[Start of Attachment]

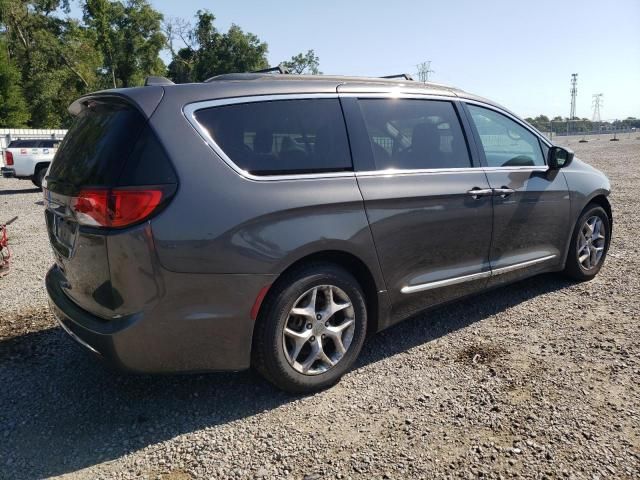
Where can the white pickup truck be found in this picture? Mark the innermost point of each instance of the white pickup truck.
(29, 159)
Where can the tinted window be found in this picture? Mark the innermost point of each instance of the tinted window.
(94, 150)
(414, 134)
(505, 142)
(281, 137)
(109, 144)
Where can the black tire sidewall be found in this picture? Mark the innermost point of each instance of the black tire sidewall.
(275, 316)
(574, 267)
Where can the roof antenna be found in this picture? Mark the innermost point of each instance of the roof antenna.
(282, 70)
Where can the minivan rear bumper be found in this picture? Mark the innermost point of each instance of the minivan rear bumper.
(165, 339)
(8, 172)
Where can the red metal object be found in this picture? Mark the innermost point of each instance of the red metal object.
(5, 253)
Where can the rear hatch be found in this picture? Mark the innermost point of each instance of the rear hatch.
(109, 176)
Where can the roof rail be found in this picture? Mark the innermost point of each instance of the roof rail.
(406, 76)
(153, 81)
(278, 69)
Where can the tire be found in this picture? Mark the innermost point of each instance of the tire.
(274, 351)
(38, 178)
(576, 269)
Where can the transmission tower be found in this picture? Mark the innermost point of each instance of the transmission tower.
(596, 104)
(424, 69)
(574, 94)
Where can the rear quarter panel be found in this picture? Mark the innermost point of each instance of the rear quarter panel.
(585, 183)
(221, 222)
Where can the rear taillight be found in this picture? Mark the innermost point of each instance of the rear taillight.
(118, 207)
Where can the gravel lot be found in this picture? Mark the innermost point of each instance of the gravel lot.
(538, 380)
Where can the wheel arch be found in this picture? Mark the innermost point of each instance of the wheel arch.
(354, 265)
(601, 200)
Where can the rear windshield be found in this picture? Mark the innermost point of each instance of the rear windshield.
(110, 144)
(94, 150)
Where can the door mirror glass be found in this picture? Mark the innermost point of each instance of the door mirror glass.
(559, 157)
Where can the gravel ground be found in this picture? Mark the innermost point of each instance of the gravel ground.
(536, 380)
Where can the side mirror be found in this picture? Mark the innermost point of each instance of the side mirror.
(559, 157)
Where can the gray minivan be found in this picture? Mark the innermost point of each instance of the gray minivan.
(275, 220)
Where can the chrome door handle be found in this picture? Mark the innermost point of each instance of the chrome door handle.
(479, 192)
(503, 192)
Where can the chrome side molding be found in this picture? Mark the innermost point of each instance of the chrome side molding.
(474, 276)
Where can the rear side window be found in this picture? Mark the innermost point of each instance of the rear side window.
(281, 137)
(109, 144)
(49, 143)
(414, 134)
(505, 143)
(24, 144)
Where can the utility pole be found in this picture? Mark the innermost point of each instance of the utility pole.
(424, 69)
(596, 104)
(574, 94)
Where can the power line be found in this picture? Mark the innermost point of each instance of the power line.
(596, 104)
(574, 94)
(424, 69)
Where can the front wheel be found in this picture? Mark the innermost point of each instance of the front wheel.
(589, 244)
(311, 328)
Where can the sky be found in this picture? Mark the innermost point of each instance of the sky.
(520, 54)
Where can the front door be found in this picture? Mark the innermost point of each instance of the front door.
(429, 209)
(530, 203)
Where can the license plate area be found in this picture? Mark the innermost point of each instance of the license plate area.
(62, 233)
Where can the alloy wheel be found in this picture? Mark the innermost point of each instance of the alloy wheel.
(591, 243)
(319, 330)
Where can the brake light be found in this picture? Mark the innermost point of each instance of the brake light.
(118, 207)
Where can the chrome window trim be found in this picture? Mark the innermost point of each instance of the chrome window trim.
(474, 276)
(511, 116)
(189, 111)
(435, 171)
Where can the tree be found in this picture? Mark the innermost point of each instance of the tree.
(13, 107)
(56, 58)
(208, 52)
(303, 63)
(130, 38)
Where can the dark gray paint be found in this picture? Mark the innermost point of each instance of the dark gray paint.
(180, 288)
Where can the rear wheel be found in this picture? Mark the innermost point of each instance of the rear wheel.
(311, 328)
(38, 178)
(589, 244)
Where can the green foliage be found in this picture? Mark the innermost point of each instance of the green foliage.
(48, 59)
(13, 106)
(303, 63)
(130, 37)
(210, 52)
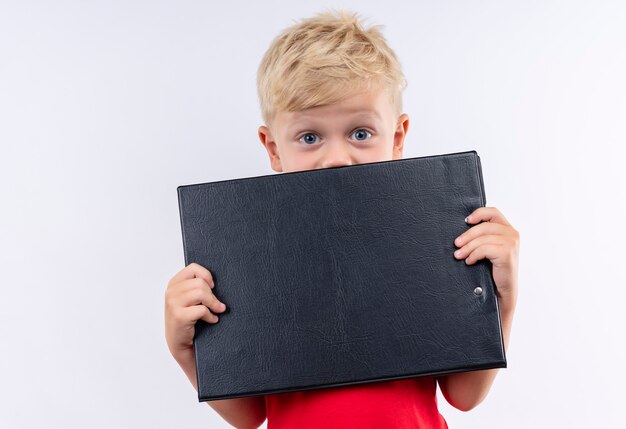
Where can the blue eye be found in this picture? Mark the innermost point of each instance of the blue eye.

[End of Attachment]

WHAT THE TASK ASKS
In the reply, every line of the material above is to be reproduced verbatim, and the images are to be left out.

REPLY
Where can the white pickup truck be found in this picture? Mark the innermost point of each instance of the white pickup truck.
(29, 159)
Where can the tinted window be found in this picture? Mark the innermost point of each instance of the tinted window.
(94, 150)
(414, 134)
(505, 142)
(281, 137)
(109, 144)
Where can the black tire sidewall be found in this picture? Mark the innermost point of each instance of the black tire sidewall.
(275, 316)
(574, 267)
Where can the roof antenna be found in this picture? Mark the innermost point of each instance of the roof antenna.
(282, 70)
Where can the minivan rear bumper be found in this picture? Mark the innermost point of each instance of the minivan rear bumper.
(165, 339)
(8, 172)
Where can the red metal object be found in this picture? Mark the innermost point of each instance of the red metal object.
(5, 253)
Where can the rear hatch be found in this picture? Mark the innermost point of each instance of the rear hatch.
(109, 176)
Where can the roof rail be found in this picture? Mark the innermost point of each instance of the roof rail.
(406, 76)
(153, 81)
(278, 69)
Where can the tire be found in this picture? Mark the innermost point of each instance of the tire.
(274, 351)
(38, 178)
(576, 269)
Where can the transmission tower be found in this picture? Mark the innermost point of each instance of the transmission tower.
(596, 104)
(424, 69)
(574, 94)
Where can the rear quarter panel be found in this picture? Mark the innermost point of each instance of the rear quarter panel.
(585, 183)
(221, 222)
Where can the rear taillight be found in this picture? Mark the innermost point of each instance of the rear taillight.
(118, 207)
Where can the gravel lot be found in this picture? Mark the innermost point of each instance of the gravel lot.
(538, 380)
Where can the wheel arch be found in this picture? Mark the innermost point of each instance of the wheel arch.
(354, 265)
(601, 200)
Where can the rear windshield be found in this picture? Mark the innermost point of each instance of the rear windshield.
(110, 144)
(94, 150)
Where can the door mirror glass be found in this picture? Mark the innermost point of each instance of the door mirror glass.
(559, 157)
Where can the gravel ground be found in this picture? Mark the innermost point of each instance of the gravel ground.
(536, 380)
Where can the side mirror be found in this picture? Mark the innermost point of each instance of the side mirror.
(559, 157)
Where can the gray minivan be found in this picture? Mark the innermost point of each instance of the gray minivan.
(275, 220)
Where can the chrome door handle be found in this picture? Mark the innermost point of each instance of the chrome door handle.
(479, 192)
(503, 192)
Where can the chrome side molding be found in this picture? Mark the innermost point of each instance of the chrome side molding.
(474, 276)
Where can the rear side window be found in this picture? Mark the innermost point of each instance of the rear side window.
(281, 137)
(109, 144)
(49, 143)
(414, 134)
(505, 143)
(24, 144)
Where can the utility pole be found in this picture? Mark the innermost point of each instance of the utility pole.
(424, 69)
(596, 104)
(574, 94)
Where can the power line be found in this picture? Mark the innermost point of each instance of the power line.
(596, 104)
(574, 94)
(424, 69)
Where can the front wheel be found in this picture? Mark the innermost point of each instance of the front wheel.
(589, 244)
(311, 328)
Where can the sky be found in this picture? Mark the innermost point of each instance of the sky.
(520, 54)
Where can the front door be found in this picture? Mark the innermost point of each instance of the front door.
(429, 209)
(530, 203)
Where can the license plate area be found in this picture? Mark the innermost point of each instance of the license plate area.
(62, 233)
Where can the alloy wheel be found in this picture? Mark the innermost point of each instance of the alloy wheel.
(591, 243)
(319, 330)
Where can the brake light be found in this picture? Mark the innermost point of each instance of the brake light.
(118, 207)
Where can the chrome window trim be found in this picture? Mark the innermost point of each instance of the chrome window trim.
(474, 276)
(511, 116)
(189, 111)
(435, 171)
Where can the tree be found in this picture? Mark the innermost point of each instance of the tree.
(13, 107)
(56, 58)
(208, 52)
(303, 63)
(130, 38)
Where can the dark gray paint be found in this picture? Mark the innermost point of each instance of the dark gray paint.
(180, 288)
Where can the rear wheel be found in this picture? Mark the innermost point of each instance of the rear wheel.
(311, 328)
(38, 178)
(589, 244)
Where can the green foliage be found in this picture? Mark the innermost point of each instance of the green foliage.
(48, 59)
(13, 106)
(303, 63)
(130, 37)
(210, 52)
Where can the blue eye be found in this picture? Mark the innermost point of each instance of the blue eye.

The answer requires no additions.